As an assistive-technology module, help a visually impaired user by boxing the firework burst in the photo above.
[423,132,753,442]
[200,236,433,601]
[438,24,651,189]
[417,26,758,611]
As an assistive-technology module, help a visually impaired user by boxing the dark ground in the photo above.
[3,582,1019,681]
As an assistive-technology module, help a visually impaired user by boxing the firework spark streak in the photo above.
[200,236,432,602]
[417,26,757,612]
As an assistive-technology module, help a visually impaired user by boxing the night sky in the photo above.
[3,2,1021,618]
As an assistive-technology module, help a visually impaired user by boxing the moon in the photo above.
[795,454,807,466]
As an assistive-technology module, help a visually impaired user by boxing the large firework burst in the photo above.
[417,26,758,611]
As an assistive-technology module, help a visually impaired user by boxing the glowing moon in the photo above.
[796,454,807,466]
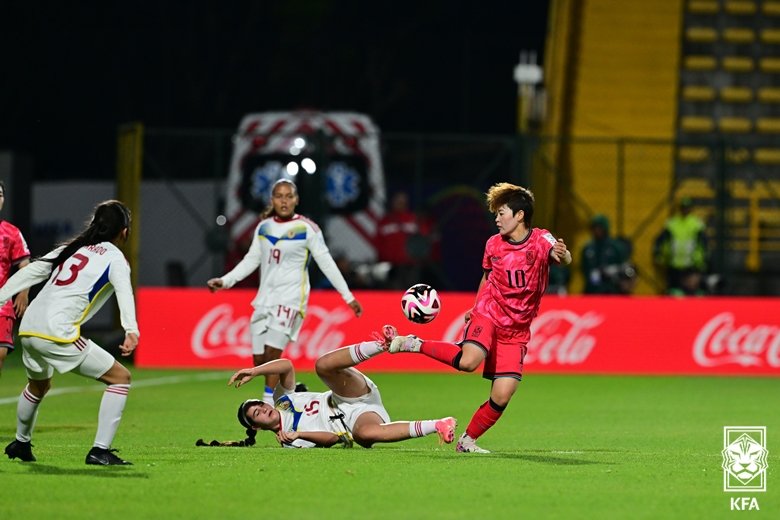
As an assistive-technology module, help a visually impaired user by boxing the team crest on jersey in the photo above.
[287,229,296,239]
[472,326,483,337]
[525,251,536,265]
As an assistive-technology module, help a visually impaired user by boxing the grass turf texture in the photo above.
[1,355,778,519]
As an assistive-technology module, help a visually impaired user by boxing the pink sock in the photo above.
[420,341,462,368]
[465,400,504,440]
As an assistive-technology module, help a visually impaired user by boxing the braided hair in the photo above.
[43,200,130,269]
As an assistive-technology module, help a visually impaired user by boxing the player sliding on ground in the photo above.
[231,326,456,448]
[387,182,572,453]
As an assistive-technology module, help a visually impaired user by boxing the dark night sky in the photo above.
[1,1,549,179]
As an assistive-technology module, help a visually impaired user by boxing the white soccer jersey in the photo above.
[0,242,139,343]
[272,376,391,448]
[276,391,346,448]
[220,215,354,313]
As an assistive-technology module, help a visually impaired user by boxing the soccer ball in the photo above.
[401,283,441,324]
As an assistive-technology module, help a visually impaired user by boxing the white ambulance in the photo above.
[223,111,386,276]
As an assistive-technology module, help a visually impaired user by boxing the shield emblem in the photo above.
[526,250,536,265]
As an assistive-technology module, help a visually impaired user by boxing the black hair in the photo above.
[237,399,262,446]
[237,398,262,429]
[243,428,257,446]
[486,182,535,227]
[43,200,131,269]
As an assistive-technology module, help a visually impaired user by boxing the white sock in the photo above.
[93,384,130,449]
[16,385,42,442]
[263,386,274,406]
[348,341,385,364]
[408,420,438,438]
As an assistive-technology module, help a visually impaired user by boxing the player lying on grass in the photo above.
[230,326,456,448]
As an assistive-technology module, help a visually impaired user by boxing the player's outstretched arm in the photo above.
[228,359,296,389]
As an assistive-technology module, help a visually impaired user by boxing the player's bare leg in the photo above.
[315,346,372,398]
[490,377,519,408]
[352,412,457,448]
[259,346,283,390]
[0,346,9,373]
[315,327,399,397]
[252,346,283,404]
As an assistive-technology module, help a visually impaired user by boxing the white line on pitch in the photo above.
[0,372,230,406]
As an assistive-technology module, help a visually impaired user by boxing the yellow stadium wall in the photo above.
[540,0,683,294]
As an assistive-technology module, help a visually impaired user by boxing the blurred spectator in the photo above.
[668,268,706,297]
[616,262,638,295]
[414,205,445,289]
[546,263,570,295]
[653,197,708,295]
[376,191,419,289]
[580,214,631,294]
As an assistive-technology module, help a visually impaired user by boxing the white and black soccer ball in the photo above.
[401,283,441,324]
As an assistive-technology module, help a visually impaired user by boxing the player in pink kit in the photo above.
[388,182,572,453]
[0,181,31,374]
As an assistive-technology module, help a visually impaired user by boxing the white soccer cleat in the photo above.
[455,433,490,453]
[388,334,423,353]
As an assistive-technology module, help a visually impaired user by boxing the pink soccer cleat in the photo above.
[435,417,457,445]
[371,324,398,349]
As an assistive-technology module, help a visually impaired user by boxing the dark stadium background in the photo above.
[0,1,549,180]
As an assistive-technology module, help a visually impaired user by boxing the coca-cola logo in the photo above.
[693,313,780,367]
[286,306,355,360]
[526,310,603,365]
[191,304,251,358]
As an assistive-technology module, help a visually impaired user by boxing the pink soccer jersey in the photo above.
[0,221,31,319]
[472,228,557,331]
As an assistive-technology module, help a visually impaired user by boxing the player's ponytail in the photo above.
[42,200,131,268]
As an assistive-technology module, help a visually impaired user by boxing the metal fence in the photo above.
[138,127,780,295]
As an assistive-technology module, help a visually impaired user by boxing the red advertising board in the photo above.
[136,288,780,376]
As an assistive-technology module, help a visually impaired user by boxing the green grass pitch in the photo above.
[1,354,777,519]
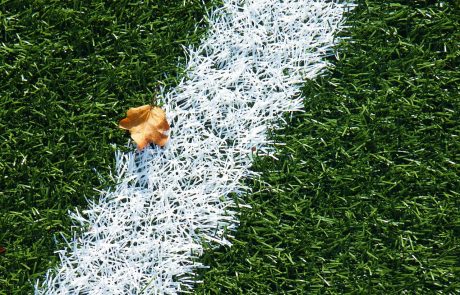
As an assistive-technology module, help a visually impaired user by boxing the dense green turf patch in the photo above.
[195,1,459,293]
[0,1,215,293]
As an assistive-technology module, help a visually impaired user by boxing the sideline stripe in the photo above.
[37,0,349,293]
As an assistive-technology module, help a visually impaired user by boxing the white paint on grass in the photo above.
[37,0,350,293]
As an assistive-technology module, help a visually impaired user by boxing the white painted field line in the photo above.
[36,0,350,293]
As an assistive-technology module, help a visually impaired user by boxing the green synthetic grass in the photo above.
[0,1,215,293]
[195,1,460,294]
[1,0,459,294]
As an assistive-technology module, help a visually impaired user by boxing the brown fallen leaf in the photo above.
[0,246,6,254]
[119,105,170,150]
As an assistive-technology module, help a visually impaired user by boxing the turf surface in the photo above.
[195,1,460,294]
[1,0,459,294]
[0,1,214,293]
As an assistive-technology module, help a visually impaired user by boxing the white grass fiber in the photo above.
[37,0,349,293]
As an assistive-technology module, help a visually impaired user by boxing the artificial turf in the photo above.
[0,1,215,293]
[1,0,459,294]
[195,1,460,294]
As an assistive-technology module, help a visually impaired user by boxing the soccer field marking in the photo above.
[36,0,349,293]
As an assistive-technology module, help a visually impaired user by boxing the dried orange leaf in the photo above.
[119,105,170,150]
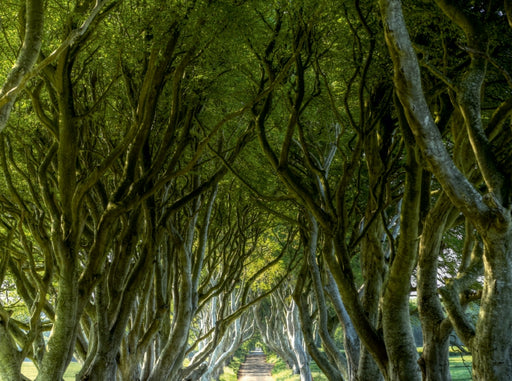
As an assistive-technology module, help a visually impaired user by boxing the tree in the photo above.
[2,0,512,380]
[379,0,512,378]
[0,1,277,380]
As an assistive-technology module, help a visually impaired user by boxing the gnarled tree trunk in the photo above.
[417,193,456,381]
[379,0,512,378]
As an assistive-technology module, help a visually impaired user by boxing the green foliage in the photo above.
[1,0,511,379]
[218,366,237,381]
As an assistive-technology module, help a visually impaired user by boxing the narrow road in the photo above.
[237,350,274,381]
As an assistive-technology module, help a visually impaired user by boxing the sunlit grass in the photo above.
[417,346,472,381]
[219,354,246,381]
[219,365,238,381]
[267,349,471,381]
[21,349,470,381]
[21,361,82,381]
[267,354,328,381]
[449,355,472,381]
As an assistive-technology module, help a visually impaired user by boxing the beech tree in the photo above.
[380,0,512,379]
[2,0,512,380]
[0,1,286,380]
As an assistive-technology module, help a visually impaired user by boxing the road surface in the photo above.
[238,350,274,381]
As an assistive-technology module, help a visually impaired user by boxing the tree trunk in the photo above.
[379,0,512,378]
[303,215,347,380]
[358,99,392,381]
[199,310,251,381]
[119,356,142,381]
[147,249,194,381]
[381,135,422,381]
[285,301,312,381]
[36,269,79,381]
[80,353,117,381]
[0,314,22,381]
[324,269,360,381]
[471,235,512,380]
[79,213,155,381]
[358,216,386,381]
[417,193,455,381]
[0,0,44,132]
[254,300,295,373]
[147,208,201,381]
[419,336,451,381]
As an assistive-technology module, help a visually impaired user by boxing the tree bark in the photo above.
[381,133,422,381]
[324,269,360,381]
[148,191,215,381]
[35,266,79,381]
[358,117,389,381]
[0,311,22,381]
[0,0,44,132]
[417,193,456,381]
[379,0,512,378]
[303,215,348,380]
[255,302,299,374]
[285,301,312,381]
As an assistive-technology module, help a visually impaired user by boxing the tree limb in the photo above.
[0,0,44,133]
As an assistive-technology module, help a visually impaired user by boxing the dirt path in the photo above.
[237,350,274,381]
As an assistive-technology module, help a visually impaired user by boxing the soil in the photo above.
[237,350,274,381]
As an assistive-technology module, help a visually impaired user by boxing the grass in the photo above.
[416,346,472,381]
[21,361,82,381]
[218,365,238,381]
[266,350,472,381]
[219,354,246,381]
[22,349,470,381]
[267,355,328,381]
[449,354,472,381]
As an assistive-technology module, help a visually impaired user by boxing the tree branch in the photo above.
[378,0,492,231]
[0,0,44,132]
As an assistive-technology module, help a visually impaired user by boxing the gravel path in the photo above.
[237,350,274,381]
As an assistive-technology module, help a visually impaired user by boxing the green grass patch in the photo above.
[417,347,472,381]
[267,350,472,381]
[267,354,328,381]
[449,355,472,381]
[219,354,247,381]
[218,365,237,381]
[21,361,82,381]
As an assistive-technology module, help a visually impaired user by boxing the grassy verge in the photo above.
[219,353,247,381]
[219,365,238,381]
[21,350,471,381]
[21,362,82,381]
[265,350,472,381]
[267,354,328,381]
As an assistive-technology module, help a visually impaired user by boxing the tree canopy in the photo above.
[1,1,511,380]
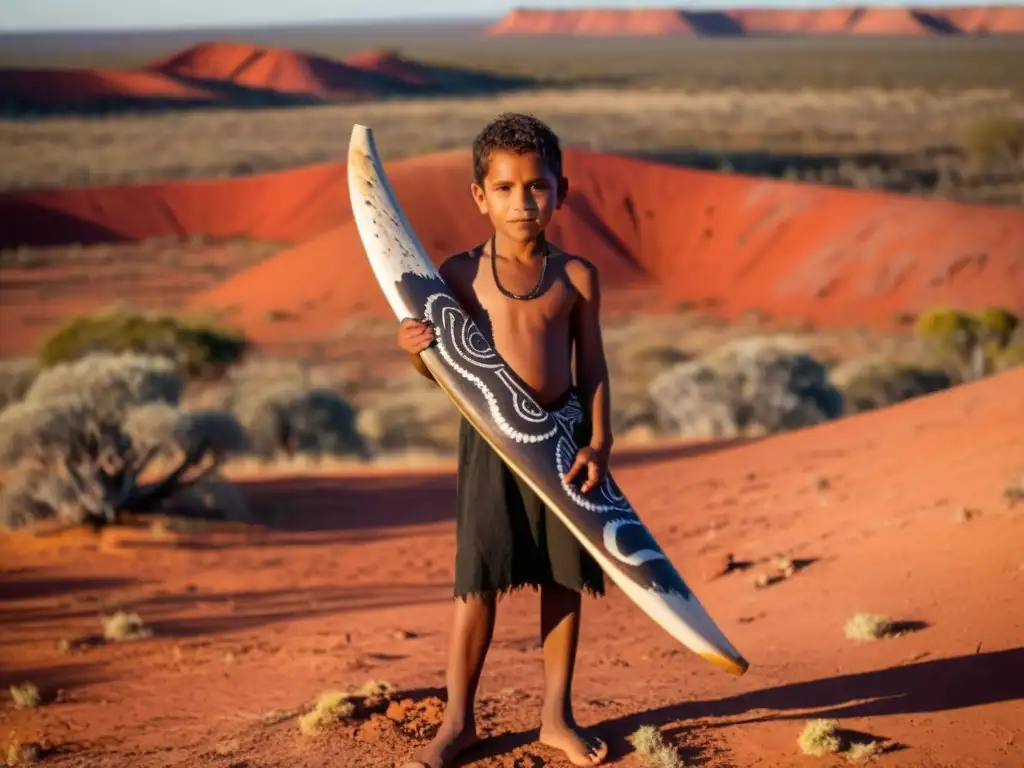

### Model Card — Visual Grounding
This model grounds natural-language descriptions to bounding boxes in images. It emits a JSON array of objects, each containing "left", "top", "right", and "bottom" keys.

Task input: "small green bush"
[
  {"left": 914, "top": 306, "right": 1021, "bottom": 377},
  {"left": 38, "top": 310, "right": 248, "bottom": 379},
  {"left": 976, "top": 307, "right": 1019, "bottom": 347},
  {"left": 913, "top": 307, "right": 979, "bottom": 346}
]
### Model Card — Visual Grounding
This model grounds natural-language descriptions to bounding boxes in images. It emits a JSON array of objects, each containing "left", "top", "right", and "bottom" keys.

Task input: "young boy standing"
[{"left": 396, "top": 113, "right": 612, "bottom": 768}]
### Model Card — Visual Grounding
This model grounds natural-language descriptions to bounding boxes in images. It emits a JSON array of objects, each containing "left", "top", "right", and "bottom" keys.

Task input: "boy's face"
[{"left": 471, "top": 150, "right": 568, "bottom": 244}]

## Your instructions
Your reply should consist solely of the lines from the line containing "grass patch in the photo above." through the last line of the listing, unchanged and free of pictures.

## Written solution
As an assistive-technology module, help a visually impaired user by boxing the green grass patch in the photo above.
[417,347,472,381]
[267,350,472,381]
[267,354,328,381]
[449,355,472,381]
[219,354,247,381]
[218,365,237,381]
[21,361,82,381]
As an assistive-technology module, help a visually impaired user by boxing the grassy verge in the photo above.
[219,353,247,381]
[219,365,238,381]
[21,350,471,381]
[21,362,82,381]
[265,350,472,381]
[267,354,328,381]
As an assistive-technology module, help a visually impaired user by boxing the tree canopy in the photo above.
[1,1,511,380]

### Model Card — Visual Grounding
This model grounds natural-language descriptions to bounding boxes in images. It emits a JSON array of objects, each containing "left", "top", "right", and "bottom" keys.

Task input: "small green bush"
[
  {"left": 914, "top": 306, "right": 1021, "bottom": 377},
  {"left": 38, "top": 310, "right": 248, "bottom": 379},
  {"left": 976, "top": 307, "right": 1019, "bottom": 347},
  {"left": 913, "top": 307, "right": 979, "bottom": 346}
]
### Model Card — Visual Grounding
This model grounds natural-language descriptions to bounding boxes in images. It emits a JSON array of objects, each containing "left", "top", "right", and "bottom" keys.

Task input: "young boy standing"
[{"left": 396, "top": 113, "right": 612, "bottom": 768}]
### Model Card — Visual Grounding
This model grounds natural-language descriptions to bounding boxes in images. It emits a JSON array of objects, each containing "left", "top", "right", and "bottom" keys.

Task input: "boy's face"
[{"left": 471, "top": 150, "right": 568, "bottom": 244}]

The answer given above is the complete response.